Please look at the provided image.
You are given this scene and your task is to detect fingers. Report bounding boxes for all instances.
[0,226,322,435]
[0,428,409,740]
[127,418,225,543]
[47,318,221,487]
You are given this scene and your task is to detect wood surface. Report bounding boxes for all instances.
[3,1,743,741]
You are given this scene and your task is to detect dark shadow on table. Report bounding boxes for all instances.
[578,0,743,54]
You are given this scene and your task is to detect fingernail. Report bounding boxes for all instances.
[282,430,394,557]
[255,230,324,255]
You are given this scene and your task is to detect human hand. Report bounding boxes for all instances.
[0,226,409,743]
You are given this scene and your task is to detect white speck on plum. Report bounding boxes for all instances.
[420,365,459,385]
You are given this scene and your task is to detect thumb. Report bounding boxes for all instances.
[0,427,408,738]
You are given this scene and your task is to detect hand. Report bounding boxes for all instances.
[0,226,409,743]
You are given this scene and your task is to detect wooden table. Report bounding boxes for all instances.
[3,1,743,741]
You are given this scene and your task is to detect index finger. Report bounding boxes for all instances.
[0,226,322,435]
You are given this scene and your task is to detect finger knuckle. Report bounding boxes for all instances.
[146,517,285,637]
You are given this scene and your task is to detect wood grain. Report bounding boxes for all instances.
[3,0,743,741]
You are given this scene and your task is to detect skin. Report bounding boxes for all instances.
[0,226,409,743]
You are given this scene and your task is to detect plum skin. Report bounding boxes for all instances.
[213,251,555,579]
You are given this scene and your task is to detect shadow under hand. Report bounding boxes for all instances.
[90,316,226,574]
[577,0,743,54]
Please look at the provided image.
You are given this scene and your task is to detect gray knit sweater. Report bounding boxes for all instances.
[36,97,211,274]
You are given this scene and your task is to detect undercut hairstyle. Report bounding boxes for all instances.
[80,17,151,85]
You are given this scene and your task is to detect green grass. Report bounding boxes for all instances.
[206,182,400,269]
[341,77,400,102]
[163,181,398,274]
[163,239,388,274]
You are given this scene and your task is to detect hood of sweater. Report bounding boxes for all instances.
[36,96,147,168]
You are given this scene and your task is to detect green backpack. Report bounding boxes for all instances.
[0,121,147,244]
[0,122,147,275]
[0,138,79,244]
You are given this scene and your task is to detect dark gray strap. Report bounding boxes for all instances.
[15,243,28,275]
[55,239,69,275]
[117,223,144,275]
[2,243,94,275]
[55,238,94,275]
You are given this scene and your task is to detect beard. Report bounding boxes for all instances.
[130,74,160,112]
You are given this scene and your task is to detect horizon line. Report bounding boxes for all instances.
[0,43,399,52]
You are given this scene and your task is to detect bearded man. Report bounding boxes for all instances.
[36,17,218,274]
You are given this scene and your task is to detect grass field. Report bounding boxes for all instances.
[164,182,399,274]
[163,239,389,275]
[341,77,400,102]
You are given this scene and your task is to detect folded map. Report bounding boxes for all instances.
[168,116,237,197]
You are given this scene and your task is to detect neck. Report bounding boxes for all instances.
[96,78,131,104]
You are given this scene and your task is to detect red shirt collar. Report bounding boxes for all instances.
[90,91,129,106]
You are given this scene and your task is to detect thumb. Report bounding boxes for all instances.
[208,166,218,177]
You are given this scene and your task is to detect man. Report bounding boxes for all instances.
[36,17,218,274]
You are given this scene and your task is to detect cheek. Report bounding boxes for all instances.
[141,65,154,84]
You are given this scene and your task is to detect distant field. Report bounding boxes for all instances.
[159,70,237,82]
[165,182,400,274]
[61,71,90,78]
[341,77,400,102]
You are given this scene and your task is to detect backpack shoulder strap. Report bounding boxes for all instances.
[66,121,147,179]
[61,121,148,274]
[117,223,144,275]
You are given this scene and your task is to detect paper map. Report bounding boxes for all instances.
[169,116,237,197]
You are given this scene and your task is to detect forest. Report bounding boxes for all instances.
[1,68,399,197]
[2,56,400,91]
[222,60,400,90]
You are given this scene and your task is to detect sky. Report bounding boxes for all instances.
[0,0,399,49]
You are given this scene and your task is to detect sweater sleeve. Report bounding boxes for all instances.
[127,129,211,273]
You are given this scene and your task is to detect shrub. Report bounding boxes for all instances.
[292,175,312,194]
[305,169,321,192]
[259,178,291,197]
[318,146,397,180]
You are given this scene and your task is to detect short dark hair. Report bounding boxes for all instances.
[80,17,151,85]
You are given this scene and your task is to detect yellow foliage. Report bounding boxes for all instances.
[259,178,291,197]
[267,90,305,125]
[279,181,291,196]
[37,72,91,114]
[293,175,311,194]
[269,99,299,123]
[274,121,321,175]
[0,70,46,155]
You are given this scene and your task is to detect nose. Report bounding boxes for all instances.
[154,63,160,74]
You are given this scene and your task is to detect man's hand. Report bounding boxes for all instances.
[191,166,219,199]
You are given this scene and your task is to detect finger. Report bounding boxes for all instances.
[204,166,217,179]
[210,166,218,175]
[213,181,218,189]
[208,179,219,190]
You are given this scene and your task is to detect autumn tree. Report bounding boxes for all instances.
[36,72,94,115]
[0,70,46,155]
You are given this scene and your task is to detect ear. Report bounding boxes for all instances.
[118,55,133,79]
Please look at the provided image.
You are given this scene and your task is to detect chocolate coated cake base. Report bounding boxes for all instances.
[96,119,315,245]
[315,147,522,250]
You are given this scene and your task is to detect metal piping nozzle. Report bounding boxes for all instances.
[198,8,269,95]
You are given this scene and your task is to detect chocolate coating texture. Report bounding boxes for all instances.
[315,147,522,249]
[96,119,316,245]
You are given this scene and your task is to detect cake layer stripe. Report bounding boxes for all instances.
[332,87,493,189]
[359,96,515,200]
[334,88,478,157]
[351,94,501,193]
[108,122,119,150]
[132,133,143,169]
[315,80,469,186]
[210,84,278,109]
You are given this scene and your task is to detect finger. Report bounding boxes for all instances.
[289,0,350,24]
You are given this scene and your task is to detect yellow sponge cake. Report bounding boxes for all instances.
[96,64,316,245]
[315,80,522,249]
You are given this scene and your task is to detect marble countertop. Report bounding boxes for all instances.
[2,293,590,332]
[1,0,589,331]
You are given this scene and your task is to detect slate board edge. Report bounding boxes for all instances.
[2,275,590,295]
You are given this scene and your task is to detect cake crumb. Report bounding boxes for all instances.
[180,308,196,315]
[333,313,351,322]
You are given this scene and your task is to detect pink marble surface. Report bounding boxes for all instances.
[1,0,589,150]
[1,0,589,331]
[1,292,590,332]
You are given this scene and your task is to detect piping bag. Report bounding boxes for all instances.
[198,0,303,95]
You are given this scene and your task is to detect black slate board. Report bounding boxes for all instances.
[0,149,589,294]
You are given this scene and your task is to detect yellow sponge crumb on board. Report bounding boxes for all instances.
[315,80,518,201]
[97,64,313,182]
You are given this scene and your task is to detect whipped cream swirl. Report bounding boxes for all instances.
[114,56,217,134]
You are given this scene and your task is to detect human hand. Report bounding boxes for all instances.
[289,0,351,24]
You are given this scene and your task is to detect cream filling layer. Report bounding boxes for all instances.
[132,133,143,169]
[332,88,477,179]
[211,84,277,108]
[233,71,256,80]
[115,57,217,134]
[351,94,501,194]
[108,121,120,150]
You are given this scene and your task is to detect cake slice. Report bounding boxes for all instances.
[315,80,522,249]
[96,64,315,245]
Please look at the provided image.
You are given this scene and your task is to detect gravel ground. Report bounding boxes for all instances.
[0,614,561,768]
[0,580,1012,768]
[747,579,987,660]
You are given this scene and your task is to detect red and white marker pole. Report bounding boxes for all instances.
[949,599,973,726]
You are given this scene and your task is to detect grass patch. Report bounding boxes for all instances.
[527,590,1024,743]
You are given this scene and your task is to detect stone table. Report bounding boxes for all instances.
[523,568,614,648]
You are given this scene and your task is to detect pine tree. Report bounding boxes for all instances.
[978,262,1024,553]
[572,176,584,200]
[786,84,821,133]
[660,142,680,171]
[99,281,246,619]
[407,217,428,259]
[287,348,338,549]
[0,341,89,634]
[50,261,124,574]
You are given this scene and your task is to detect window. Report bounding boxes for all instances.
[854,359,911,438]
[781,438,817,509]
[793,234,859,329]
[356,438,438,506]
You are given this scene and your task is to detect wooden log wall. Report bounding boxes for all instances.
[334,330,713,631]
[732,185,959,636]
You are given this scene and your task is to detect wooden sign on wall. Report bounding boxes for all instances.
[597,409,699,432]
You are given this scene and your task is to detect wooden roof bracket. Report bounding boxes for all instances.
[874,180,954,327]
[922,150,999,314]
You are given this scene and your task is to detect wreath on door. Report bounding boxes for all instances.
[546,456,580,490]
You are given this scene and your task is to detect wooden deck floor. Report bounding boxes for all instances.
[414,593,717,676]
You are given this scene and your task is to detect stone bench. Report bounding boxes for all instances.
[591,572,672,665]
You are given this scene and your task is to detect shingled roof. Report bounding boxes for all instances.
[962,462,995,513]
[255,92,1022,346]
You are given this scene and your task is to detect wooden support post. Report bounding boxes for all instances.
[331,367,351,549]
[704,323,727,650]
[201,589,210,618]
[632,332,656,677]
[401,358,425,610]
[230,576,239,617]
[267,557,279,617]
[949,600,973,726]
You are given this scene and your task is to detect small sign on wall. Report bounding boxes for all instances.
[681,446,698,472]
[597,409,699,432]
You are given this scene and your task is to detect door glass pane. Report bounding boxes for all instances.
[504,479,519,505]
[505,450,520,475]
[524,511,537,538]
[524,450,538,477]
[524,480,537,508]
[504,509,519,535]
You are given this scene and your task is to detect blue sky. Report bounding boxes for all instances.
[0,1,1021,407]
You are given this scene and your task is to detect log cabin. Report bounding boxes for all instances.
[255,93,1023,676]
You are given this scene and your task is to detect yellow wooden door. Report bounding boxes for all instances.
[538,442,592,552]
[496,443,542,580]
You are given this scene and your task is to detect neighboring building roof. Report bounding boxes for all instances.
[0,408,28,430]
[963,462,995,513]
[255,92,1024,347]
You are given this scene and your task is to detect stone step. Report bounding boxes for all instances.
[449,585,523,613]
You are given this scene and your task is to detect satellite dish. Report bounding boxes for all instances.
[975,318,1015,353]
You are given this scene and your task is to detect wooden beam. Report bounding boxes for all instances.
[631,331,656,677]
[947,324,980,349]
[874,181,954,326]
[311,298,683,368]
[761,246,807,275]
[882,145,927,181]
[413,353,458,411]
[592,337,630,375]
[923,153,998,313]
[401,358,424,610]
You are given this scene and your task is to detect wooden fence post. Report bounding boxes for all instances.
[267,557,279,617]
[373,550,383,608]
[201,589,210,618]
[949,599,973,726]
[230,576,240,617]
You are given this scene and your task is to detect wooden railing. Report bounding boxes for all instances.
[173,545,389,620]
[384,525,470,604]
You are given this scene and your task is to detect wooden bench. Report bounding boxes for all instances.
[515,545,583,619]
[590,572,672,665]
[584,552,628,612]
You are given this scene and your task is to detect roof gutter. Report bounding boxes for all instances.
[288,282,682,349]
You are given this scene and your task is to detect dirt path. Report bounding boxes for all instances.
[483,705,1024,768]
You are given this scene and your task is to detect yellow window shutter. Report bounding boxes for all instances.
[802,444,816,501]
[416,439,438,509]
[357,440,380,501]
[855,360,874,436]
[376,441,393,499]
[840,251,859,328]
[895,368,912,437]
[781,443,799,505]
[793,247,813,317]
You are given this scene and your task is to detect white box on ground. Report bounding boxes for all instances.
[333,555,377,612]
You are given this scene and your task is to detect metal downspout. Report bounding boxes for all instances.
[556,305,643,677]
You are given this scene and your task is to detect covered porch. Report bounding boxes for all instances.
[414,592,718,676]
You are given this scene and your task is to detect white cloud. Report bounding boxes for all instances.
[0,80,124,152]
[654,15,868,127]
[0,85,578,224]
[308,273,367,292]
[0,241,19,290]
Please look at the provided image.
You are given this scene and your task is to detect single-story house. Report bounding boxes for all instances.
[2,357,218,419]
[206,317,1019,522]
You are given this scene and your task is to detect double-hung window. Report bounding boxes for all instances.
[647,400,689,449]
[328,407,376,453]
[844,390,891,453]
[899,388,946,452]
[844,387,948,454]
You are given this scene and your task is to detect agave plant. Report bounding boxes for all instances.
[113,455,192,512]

→ **Exercise aim**: Everything from the line containing "cloud. Report bounding boxes for all instances." to the final line of the entries above should be output exactly, and nothing more.

→ **Exercise result**:
You are given this scene and your task is to detect white cloud. Report bounding boxes for all instances.
[0,80,124,152]
[654,15,868,127]
[0,85,578,224]
[308,273,367,292]
[0,241,19,290]
Please look at the provided image.
You are given this scene and your task is to detect single-story house. Report bounding boxes for all instances.
[2,357,218,419]
[206,317,1019,522]
You are given this scene and your task is to detect double-hung window. Report bounding boxes for all instances.
[647,400,689,449]
[328,407,376,453]
[844,390,891,453]
[899,388,946,452]
[844,387,948,454]
You are given this scene and your task is to detect agave plant. Report bounding boxes for all instances.
[113,455,192,512]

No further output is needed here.